**TEXTO APRESENTADO**
★ ★ ★ ★ ★

4- FUNÇÃO SOCIAL DA ESCOLA – PANACEIA VS. REPRODUTIVISMO PERVERSO

A função social da educação tem sido fortemente questionada  por teorias críticas nos últimos 30 anos. A sociedade tem acreditado cegamente na escola como se esta fosse à panacéia para resolver toda a problemática social.

Dois sociólogos franceses na década dos anos 70 foram pioneiros na elaboração de teorias educativas que mudaram a visão tradicional da escola. As teorias “reprodutivistas” visualizam a escola como mera reprodutora das classes sociais. Baudelot e Establet e Bourdieu Passeron elaboraram  teorias que rapidamente se espalharam pelo mundo.  Estas denunciavam o reprodutivismo de classes existentes nas escolas e descreveram casos isolados de alunos de contexto sócio-econômico desfavorável que através do sistema escolar  e das suas qualidades pessoais conseguiram ascender socialmente. São casos muito raros e estes indivíduos são chamados pelos experts da sociologia como “mutantes” ou também “miraculados”. O doutrinador e educador francês Georges Snyders em seu livro “Escola, classe e luta de classes”  explica que nem todo é um mar de rosas para estes indivíduos já que na realidade:

A classe dominante conserva ciosamente nas suas mãos o controle desta seleção, que não faz perigar de forma alguma o conjunto das hierarquias estabelecidas.  Precisamente por se tratar de “casos”, esses poucos vão ser absorvidos pelo meio ambiente, moderlar-se segundo regras instituídas, arriscam-se mesmo a ficar fortemente algemados a um sistema que lhes permitiu, a eles, vencer, “sair-se bem”.  Estas probabilidades de ascensão social denunciam-nas Bourdieu-Passeron como meio de tornar verossímil a ideologia de uma escola que a todos oferece iguais oportunidades; um meio de mascarar o peso da origem social, e finalmente de negar a existência de classes.  Os “miraculados”constituem a caução do sistema e apesar das aparências lisonjeiras, não passam na realidade de reféns... “a organização e o funcionamento do sistema escolar retraduzem continuamente e segundo códigos múltiplos as desigualdades de nível social por desigualdades de nível escolar. (SNYDERS, 1997, p.21-22)

Segundo Pierre Bourdieu, o indivíduo adquire a cultura através de duas formas: mediante a “educação familiar”que inclui as práticas de socialização da primeira infância  (são espontâneas, implícitas, incluem hábitos, valores, princípios), e mediante a “a ação da escola”, que seria uma continuidade da primeira educação recebida no seio familiar.  Este autor introduz o conceito de “capital cultural” na sua teoria educativa para fundamentar a importância vital que possui a família como agente primário na socialização do indivíduo.

Snyders coincide com Bourdieu neste ponto e afirma que:

A ação da escola exerce-se sobre crianças cujo modo de vida, educação familiar são extremadamente diversos: a cultura das classes privilegiadas aproxima-se da cultura escolar, os seus hábitos assemelham-se aos hábitos e aos ritos escolares [...] Para os outros, trata-se de “uma conquista muito cara” tem de consegui-la laboriosamente, através de uma espécie de conversão imensamente difícil [...] é um empreendimento de adaptação a um grupo social. (SNYDERS, 1997, p.23)

★ ★ ★ ★ ★

**REGISTROS LISTADOS**

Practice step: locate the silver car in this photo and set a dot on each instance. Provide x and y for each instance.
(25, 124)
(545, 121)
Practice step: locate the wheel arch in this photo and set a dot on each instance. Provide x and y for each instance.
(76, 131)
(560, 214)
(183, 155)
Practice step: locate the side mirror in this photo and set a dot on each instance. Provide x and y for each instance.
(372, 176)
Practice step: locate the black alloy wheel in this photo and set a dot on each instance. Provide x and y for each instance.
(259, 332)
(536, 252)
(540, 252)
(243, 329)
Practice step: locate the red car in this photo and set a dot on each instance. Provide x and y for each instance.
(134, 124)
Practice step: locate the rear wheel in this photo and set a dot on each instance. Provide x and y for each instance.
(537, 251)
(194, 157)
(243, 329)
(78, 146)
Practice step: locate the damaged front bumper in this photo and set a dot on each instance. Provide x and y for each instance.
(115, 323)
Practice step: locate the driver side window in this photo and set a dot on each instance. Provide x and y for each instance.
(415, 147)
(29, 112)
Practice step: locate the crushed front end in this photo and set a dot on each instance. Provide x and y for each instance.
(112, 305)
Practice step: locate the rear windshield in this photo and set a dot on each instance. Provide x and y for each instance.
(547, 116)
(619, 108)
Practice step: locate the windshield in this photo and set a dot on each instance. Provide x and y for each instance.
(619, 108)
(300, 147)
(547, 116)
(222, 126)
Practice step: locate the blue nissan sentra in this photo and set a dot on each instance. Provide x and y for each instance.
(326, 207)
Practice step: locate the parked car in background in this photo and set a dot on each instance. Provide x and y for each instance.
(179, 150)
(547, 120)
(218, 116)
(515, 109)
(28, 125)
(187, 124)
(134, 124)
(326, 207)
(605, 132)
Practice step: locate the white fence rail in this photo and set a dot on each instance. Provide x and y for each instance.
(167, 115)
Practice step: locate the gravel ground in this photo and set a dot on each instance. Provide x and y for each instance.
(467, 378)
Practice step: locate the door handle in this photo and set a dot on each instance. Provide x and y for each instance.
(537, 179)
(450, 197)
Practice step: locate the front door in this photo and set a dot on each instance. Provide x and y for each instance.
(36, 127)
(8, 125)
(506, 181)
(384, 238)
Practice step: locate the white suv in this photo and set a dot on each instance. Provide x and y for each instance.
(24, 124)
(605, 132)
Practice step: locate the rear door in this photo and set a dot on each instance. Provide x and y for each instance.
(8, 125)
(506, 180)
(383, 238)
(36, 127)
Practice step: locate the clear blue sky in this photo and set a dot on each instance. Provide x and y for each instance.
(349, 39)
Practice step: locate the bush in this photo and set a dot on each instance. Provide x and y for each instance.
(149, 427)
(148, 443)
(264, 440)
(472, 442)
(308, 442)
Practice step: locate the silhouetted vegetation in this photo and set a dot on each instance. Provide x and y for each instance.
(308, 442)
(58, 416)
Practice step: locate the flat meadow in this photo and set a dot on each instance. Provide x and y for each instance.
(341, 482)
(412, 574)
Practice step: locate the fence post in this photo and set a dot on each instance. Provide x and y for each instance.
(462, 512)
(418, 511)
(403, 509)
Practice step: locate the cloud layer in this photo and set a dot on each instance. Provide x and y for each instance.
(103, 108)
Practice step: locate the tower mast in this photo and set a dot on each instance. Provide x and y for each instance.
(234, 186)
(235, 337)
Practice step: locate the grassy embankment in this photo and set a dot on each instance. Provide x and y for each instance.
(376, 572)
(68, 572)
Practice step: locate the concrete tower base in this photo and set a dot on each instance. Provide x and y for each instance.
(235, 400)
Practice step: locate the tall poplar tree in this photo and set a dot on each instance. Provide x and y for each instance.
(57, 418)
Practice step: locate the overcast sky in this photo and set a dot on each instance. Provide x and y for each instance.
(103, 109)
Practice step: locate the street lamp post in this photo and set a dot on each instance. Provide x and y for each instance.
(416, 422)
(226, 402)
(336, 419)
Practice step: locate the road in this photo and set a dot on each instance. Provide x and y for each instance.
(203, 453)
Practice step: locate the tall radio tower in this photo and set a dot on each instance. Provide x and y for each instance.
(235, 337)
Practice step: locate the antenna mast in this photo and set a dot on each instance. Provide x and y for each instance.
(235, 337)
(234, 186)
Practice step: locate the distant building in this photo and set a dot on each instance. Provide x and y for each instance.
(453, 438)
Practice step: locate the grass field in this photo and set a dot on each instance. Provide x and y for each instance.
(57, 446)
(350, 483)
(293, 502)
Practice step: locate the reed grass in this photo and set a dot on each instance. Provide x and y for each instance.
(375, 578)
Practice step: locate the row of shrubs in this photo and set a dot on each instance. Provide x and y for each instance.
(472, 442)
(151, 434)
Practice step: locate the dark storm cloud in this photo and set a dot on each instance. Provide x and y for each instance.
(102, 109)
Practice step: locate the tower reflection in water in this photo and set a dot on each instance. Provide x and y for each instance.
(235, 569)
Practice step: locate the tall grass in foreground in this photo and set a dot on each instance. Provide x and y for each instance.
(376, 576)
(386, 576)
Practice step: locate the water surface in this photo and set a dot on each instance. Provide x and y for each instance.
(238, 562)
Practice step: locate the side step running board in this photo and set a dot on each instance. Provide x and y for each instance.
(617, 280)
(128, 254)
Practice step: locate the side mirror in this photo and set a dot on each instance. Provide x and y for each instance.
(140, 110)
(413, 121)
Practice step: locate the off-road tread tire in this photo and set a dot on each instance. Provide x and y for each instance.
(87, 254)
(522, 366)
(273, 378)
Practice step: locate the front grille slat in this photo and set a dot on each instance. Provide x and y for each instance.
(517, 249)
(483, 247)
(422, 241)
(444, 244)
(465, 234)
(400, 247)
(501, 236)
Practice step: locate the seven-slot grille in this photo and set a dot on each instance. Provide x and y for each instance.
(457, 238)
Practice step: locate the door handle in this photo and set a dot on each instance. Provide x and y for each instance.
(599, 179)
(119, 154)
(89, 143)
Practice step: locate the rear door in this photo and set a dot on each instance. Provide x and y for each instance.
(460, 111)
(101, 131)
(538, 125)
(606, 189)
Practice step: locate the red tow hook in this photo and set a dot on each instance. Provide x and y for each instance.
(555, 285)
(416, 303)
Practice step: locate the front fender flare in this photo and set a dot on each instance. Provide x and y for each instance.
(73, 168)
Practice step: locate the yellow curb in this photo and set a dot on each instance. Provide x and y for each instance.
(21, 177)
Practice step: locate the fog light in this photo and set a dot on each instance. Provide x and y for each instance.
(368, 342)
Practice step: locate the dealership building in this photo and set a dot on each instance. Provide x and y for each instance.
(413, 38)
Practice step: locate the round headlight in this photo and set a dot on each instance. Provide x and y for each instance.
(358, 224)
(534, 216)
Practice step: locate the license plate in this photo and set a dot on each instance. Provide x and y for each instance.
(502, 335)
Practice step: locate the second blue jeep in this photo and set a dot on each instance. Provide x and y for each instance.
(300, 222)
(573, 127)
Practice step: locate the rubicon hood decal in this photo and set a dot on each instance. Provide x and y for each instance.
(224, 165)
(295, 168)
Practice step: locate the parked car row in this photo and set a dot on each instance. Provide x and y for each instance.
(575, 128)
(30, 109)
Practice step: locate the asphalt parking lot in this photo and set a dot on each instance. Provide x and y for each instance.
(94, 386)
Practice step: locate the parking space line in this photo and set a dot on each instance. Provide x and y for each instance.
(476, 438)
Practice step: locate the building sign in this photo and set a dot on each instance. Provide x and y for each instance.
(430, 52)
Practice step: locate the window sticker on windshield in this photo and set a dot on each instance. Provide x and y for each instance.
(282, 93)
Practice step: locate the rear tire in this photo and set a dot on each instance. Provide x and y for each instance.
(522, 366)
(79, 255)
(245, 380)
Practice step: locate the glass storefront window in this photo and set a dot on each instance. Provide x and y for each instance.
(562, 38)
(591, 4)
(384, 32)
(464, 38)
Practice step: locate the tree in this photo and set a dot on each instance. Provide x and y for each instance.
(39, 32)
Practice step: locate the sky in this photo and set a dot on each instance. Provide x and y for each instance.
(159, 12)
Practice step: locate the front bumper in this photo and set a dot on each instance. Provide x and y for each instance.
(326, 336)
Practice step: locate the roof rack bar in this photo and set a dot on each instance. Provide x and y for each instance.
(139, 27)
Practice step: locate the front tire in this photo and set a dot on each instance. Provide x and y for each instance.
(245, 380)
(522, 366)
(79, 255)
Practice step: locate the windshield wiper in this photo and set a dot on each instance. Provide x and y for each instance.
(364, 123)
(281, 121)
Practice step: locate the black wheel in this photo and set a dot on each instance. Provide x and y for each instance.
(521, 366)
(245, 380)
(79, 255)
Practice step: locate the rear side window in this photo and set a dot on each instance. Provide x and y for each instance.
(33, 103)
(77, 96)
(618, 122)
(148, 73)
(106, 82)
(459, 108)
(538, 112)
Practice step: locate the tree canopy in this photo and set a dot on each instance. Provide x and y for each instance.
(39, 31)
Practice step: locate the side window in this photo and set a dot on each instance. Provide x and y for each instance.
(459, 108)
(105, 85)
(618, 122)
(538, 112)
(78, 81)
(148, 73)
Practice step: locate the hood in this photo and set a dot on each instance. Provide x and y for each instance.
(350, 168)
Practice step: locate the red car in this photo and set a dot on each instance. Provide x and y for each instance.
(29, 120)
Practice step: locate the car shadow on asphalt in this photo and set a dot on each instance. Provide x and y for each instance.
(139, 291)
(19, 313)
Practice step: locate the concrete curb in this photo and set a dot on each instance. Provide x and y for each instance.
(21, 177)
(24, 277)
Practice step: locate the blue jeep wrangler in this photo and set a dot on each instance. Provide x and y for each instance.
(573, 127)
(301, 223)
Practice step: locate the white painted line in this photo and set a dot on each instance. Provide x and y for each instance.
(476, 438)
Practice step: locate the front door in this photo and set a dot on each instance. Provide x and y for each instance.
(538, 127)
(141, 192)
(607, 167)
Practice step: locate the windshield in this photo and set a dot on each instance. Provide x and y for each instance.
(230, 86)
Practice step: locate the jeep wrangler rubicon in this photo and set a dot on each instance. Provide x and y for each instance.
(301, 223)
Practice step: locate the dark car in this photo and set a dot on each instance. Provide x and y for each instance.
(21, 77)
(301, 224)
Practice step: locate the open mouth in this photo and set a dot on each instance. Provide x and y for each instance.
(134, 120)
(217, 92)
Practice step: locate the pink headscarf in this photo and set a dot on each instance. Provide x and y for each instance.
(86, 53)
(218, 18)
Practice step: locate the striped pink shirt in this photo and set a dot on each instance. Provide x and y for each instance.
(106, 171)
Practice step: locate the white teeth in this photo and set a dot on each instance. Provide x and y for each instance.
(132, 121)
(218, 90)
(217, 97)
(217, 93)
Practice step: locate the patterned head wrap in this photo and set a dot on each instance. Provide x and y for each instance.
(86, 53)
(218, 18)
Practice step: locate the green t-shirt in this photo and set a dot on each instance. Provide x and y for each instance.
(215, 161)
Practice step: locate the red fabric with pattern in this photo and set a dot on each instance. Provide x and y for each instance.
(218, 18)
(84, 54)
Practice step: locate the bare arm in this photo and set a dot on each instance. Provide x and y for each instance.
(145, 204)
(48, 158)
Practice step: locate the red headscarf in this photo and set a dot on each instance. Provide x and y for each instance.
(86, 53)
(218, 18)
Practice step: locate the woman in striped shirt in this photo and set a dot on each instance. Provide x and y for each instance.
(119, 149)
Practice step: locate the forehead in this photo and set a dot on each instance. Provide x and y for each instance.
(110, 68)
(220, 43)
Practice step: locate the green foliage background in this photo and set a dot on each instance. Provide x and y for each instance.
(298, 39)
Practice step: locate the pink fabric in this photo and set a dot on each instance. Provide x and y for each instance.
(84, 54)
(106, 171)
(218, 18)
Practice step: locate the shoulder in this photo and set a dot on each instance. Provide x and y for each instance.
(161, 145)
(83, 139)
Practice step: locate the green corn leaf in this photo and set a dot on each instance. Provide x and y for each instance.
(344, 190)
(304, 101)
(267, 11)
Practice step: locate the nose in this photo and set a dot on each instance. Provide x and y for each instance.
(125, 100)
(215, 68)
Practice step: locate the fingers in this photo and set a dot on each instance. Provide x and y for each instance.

★ ★ ★ ★ ★

**ENUNCIADO DO EXERCÍCIO**
Dê continuidade ao texto sobre a função social da escola a partir do ponto em que ele para.

**RESPOSTA DA TAREFA**
As teorias reprodutivistas castigaram duramente a função social da escola e deixaram um sabor amargo. De certa forma começou a reinar uma espécie de pessimismo entre a comunidade educativa já que segundo esta teoria “nada poderia ser feito”, portanto,  a classe social de origem do indivíduo determinaria seu futuro, seu êxito ou o seu fracasso escolar. A escola estaria ao serviço da classe dominante perpetuando a estrutura das relações de classe e legitimando as diferenças, a escola seria uma perversa máquina que consegue dissimular a aparente função social que desempenha.

Apesar destas teorias educativas estarem ainda vigentes em grande parte do mundo, a visão que predomina é positiva e esperançosa. Se não fosse assim, muitos países socialistas não teriam aplicado reformas educativas profundas que mudaram significativamente a realidade social.

Após a segunda guerra mundial a antiga U.R.S.S. e Hungria depois de analisar as taxas de disparidades sociais, decidiram implantar  ações compensatórias no ensino superior. Em  1950 uma portaria ministerial polaca impôs às universidades uma proporção mínima de reserva de 60% das vagas para estudantes provenientes de famílias operarias e camponesas. As mesmas medidas foram implementadas por outros países e obtiveram resultados significativos em 30 anos. Snyders explica que esta medida compensatória implantada em países do leste europeu obteve resultados positivos e afirma que entre 1931 e 1963 na Hungria a taxa de disparidade entre a classe superior-operários baixou de 17 para 5. Desta forma podemos apreciar que as primeiras ações afirmativas implementadas há quase um século atrás tiveram resultados esperançosos.


5- CRITÉRIO - ÉTNICO-RACIAL + CRITÉRIO SOCIAL

O conteúdo da lei federal nº 12.711 de 2012 em seus artigos 3º, 4º e 5º  faz referencia a três itens fundamentais que são os critérios de seleção e distribuição das vagas: a origem em escola pública, a Renda e o Critério étnico-racial.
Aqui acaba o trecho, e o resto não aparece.